Please set down each record exactly as it appears, but leave out any pictures.

■ Records for this task
····················

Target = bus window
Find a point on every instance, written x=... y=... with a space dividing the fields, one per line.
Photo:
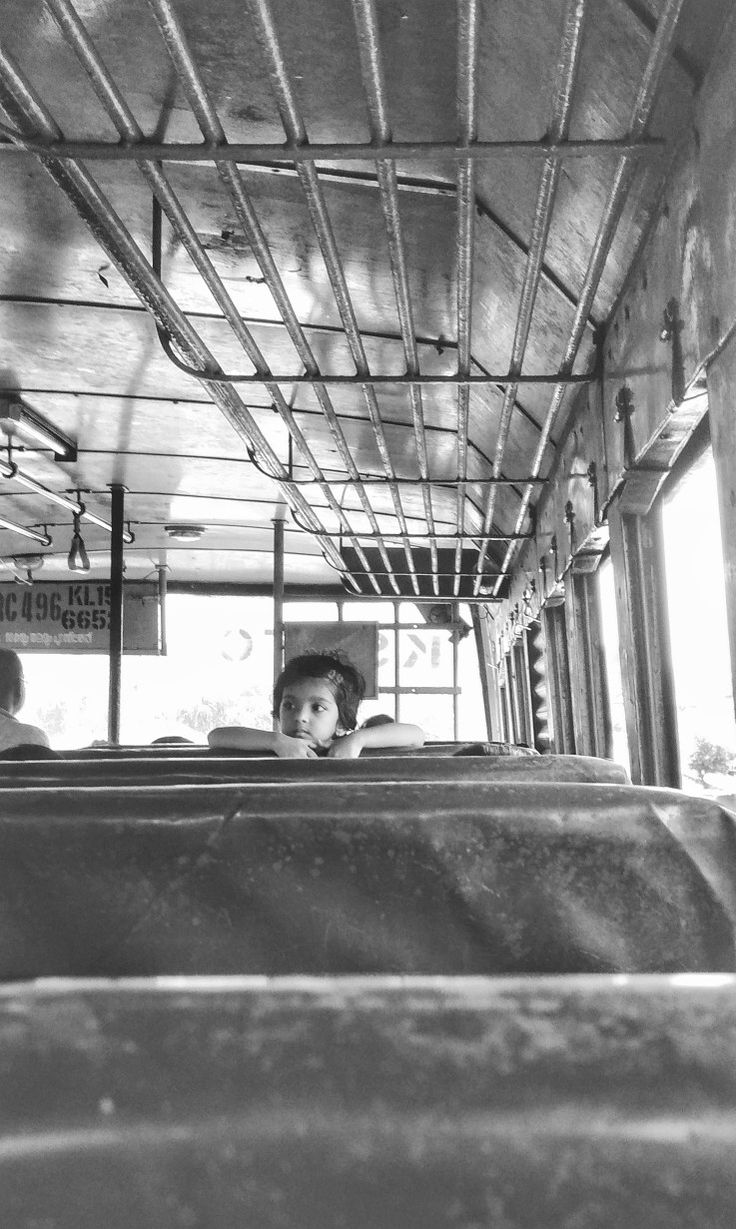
x=216 y=671
x=698 y=627
x=610 y=633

····················

■ Expected answer
Target = bus window
Find a point on every instance, written x=... y=... with a space dividing the fields, one per line.
Photo:
x=216 y=671
x=698 y=627
x=610 y=633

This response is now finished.